» QUESTIONS
a – D'après l'extrait sur le déconfinement à Sainte-Florence, à quel moment le spécialiste du transport de produits de ferme a-t-il créé une cellule de crise ?
b – Rédigez la suite de l'extrait sur le déconfinement à Sainte-Florence.

À Sainte-Florence, le spécialiste du transport de produits de ferme, qui avait créé une cellule de crise dès mi-février, vise aujourd’hui un déconfinement « sécurisé » avec une affiche qui recommande d’adopter la « Super-Attitude », en appliquant les gestes barrières. « Le Covid-19 a monté le niveau d’exigence, notamment en matière de communication, formelle et informelle, remarque Isabelle Gaudin-Rouillard. Cela offre du sens à un management plus humain, qu’il faut inscrire dans le temps. »

» DONNÉES ÉTUDIÉES
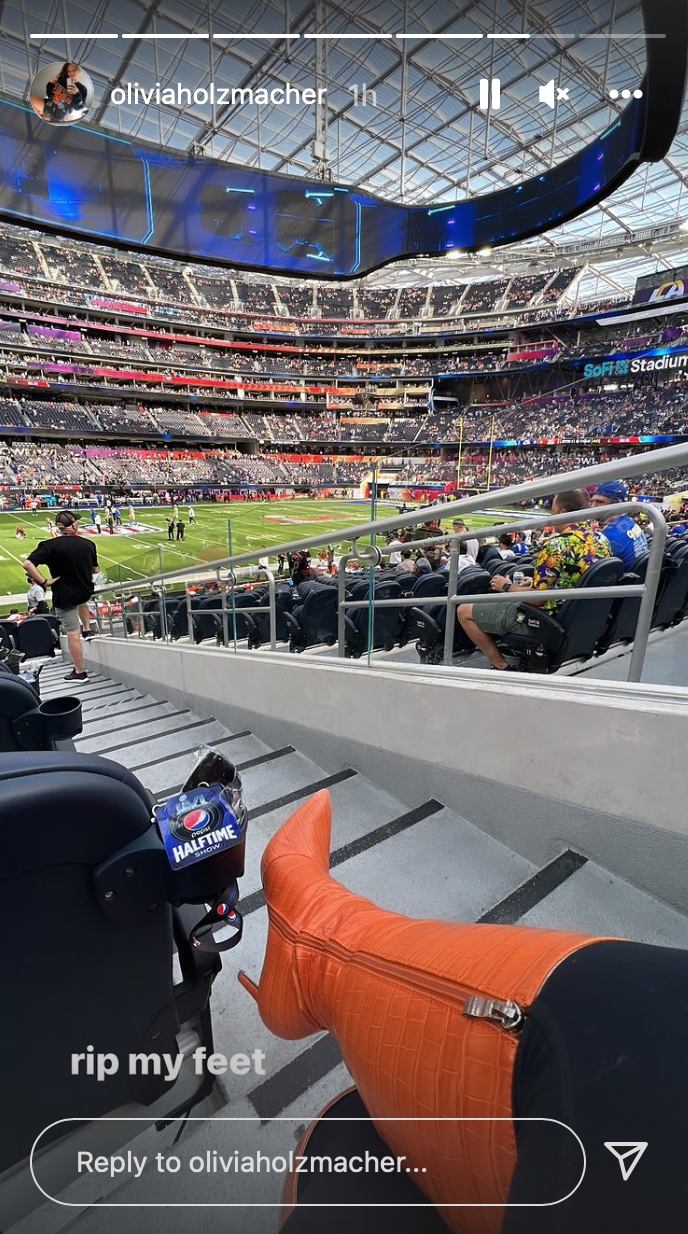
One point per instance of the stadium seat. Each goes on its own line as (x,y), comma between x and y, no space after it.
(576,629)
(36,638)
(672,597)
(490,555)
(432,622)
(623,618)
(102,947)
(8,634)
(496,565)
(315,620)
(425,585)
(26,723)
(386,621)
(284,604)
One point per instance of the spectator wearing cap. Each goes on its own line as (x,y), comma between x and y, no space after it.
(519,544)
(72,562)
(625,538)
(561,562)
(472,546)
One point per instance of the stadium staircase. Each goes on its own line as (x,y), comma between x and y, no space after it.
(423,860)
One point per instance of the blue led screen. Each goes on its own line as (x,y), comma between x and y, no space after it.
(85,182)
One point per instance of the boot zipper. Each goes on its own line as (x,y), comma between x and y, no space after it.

--

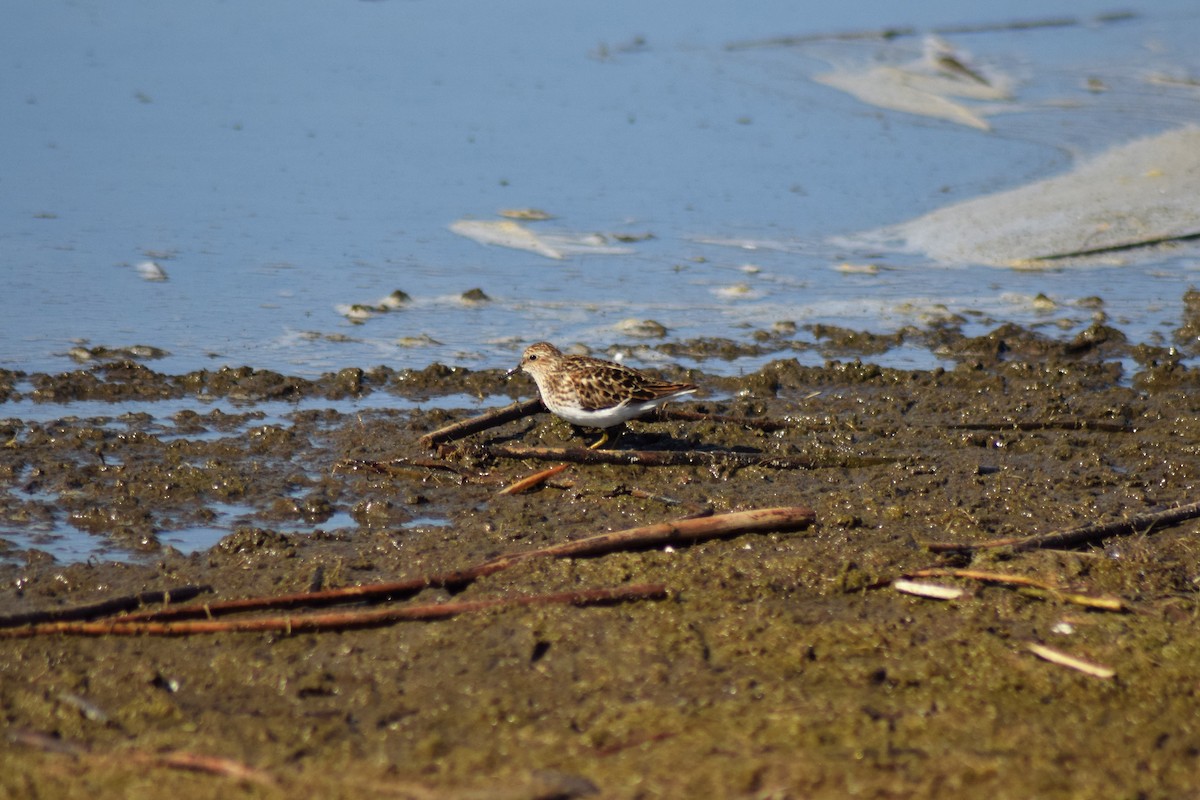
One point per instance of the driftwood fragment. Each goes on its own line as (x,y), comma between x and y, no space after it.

» CORRIGÉS
a – Il a créé une cellule de crise dès la mi-février.

b –
Moodwork ouvre sa ligne aux salariés exposés

Depuis le début de l’épidémie, la start-up Moodwork, spécialisée dans le diagnostic et l’action en matière de qualité de vie au travail, a mis gratuitement sa ligne de soutien psychologique à disposition des salariés d’hôpitaux, d’Ehpad ou d’entreprise en activité, « pour toutes les personnes sur le front contre l’épidémie », indique Léopold Denis, son cofondateur. « Ce que nous voyons principalement, c’est la peur d’être contaminé et de transmettre le virus à la maison, la confrontation à la mort, ou la peur de perdre son emploi, constate le dirigeant. Malgré le confinement, la solidarité est aussi beaucoup plus forte. »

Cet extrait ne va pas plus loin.